* BEGIN Supplied data *

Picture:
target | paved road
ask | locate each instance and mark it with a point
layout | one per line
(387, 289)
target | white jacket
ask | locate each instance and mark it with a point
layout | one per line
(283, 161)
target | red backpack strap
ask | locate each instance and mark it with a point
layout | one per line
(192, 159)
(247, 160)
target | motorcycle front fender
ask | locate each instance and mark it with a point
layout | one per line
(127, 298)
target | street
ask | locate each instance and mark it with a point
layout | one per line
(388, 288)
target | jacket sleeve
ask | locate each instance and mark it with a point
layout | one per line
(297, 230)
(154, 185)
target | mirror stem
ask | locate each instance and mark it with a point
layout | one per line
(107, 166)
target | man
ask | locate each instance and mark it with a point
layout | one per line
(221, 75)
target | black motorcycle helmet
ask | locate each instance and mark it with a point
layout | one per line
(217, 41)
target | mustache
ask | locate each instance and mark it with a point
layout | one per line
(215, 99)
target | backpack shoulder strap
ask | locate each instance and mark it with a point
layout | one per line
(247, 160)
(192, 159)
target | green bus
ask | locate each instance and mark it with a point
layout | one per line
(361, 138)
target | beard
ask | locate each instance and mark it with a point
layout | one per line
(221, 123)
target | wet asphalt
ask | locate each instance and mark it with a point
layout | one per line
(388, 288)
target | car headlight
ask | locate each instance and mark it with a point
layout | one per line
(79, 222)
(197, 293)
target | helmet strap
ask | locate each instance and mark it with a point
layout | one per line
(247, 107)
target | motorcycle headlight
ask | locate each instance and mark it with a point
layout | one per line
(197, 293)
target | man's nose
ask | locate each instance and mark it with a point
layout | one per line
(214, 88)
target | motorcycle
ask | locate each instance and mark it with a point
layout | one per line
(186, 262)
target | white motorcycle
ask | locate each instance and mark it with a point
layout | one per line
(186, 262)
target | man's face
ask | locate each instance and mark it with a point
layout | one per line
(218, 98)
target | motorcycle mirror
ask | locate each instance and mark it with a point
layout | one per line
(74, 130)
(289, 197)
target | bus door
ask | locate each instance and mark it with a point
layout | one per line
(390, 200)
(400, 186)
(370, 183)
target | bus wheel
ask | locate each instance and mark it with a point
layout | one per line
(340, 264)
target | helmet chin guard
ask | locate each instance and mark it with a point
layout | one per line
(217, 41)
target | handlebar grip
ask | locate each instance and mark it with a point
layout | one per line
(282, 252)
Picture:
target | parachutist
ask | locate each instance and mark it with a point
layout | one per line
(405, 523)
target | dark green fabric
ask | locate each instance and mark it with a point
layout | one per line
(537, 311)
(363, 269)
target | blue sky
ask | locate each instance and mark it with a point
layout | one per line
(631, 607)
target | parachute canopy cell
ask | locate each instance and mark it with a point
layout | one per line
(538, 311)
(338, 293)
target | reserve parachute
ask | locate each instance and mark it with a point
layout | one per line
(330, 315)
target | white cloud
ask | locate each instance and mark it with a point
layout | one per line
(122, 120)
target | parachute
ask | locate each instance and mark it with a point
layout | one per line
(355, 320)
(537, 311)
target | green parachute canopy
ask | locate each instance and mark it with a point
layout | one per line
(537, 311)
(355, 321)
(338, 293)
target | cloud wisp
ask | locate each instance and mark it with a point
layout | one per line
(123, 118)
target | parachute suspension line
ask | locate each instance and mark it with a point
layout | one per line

* END Supplied data *

Job: Repeat the material from above exactly, word for word.

Reply:
Picture:
target | paved road
ask | locate each instance and mark it with a point
layout | one per line
(387, 289)
target | white jacket
ask | locate each instance and mark it with a point
layout | one per line
(283, 161)
target | red backpack strap
ask | locate each instance and mark it with a point
layout | one per line
(192, 159)
(247, 160)
target | motorcycle front fender
ask | locate each instance and mark it with a point
layout | one per line
(127, 298)
target | street
ask | locate each instance and mark it with a point
layout | one per line
(388, 288)
target | jacket sleeve
ask | locate each instance and mark it with a point
layout | one per line
(297, 230)
(154, 185)
target | mirror stem
ask | locate each instance and mark it with a point
layout | one per line
(107, 166)
target | man
ask | locate each instance and mark it with a point
layout | one per line
(221, 75)
target | black motorcycle helmet
ask | locate each instance and mark it with a point
layout | one per line
(217, 41)
target | mustache
ask | locate each instance and mark it with a point
layout | one per line
(215, 99)
target | backpack shoulder strap
ask | locate each instance and mark it with a point
layout | one per line
(247, 160)
(192, 159)
target | green bus
ask | locate each instance and mark it with a point
layout | one per line
(361, 138)
target | beard
ask | locate each instance and mark it with a point
layout | one per line
(221, 123)
target | wet asphalt
ask | locate each instance and mark it with a point
layout | one per line
(388, 288)
target | car headlight
ask | locate each instance and mark it with a point
layout | one per line
(79, 222)
(197, 293)
target | helmet strap
ask | locate each instance and mark it with a point
layout | one per line
(247, 107)
target | motorcycle headlight
ask | locate each instance and mark it with a point
layout | one per line
(197, 293)
target | man's nose
ask | locate each instance and mark it with a point
layout | one per line
(214, 88)
target | motorcycle
ask | locate each instance and mark it with a point
layout | one per line
(186, 262)
target | white motorcycle
ask | locate each instance and mark it with a point
layout | one per line
(186, 262)
target | man's face
ask | locate each instance and mark it with a point
layout | one per line
(218, 98)
target | motorcycle mirror
ask | locate each instance and mark it with a point
layout | one per line
(74, 130)
(289, 197)
target | bus door
ask | locate each instance and mark it with a point
layout | one per line
(390, 200)
(400, 186)
(370, 183)
target | bus wheel
ask | locate each instance and mark it with a point
layout | one per line
(340, 264)
target | helmet chin guard
ask | locate each instance and mark it with a point
layout | one per line
(217, 41)
target | handlebar grip
ask | locate each instance and mark it with a point
layout | one per line
(282, 252)
Picture:
target | parachutist
ask | locate each instance and mark it with a point
layout | one per line
(405, 523)
target | dark green fabric
ask | locate each instance and mark it with a point
layout | one per line
(537, 311)
(363, 269)
target | blue sky
ask | locate each instance and mark it with a point
layout | one per line
(631, 607)
target | parachute canopy cell
ask | locate each instance and mark it with a point
layout | one per line
(538, 311)
(338, 293)
target | reserve parachute
ask | locate each instance and mark it with a point
layout | one per line
(330, 315)
target | white cloud
ask | locate each instance and mark it with a point
layout | one per line
(122, 120)
target | parachute
ask | locate each instance and mark it with a point
layout | one per line
(355, 320)
(537, 311)
target | green parachute canopy
ask | locate each instance and mark it with a point
layout | one per line
(537, 311)
(355, 321)
(338, 293)
target | cloud wisp
ask | locate each instance and mark it with a point
layout | one per line
(123, 118)
target | parachute suspension line
ask | locate each instance and mark it with a point
layout | one per line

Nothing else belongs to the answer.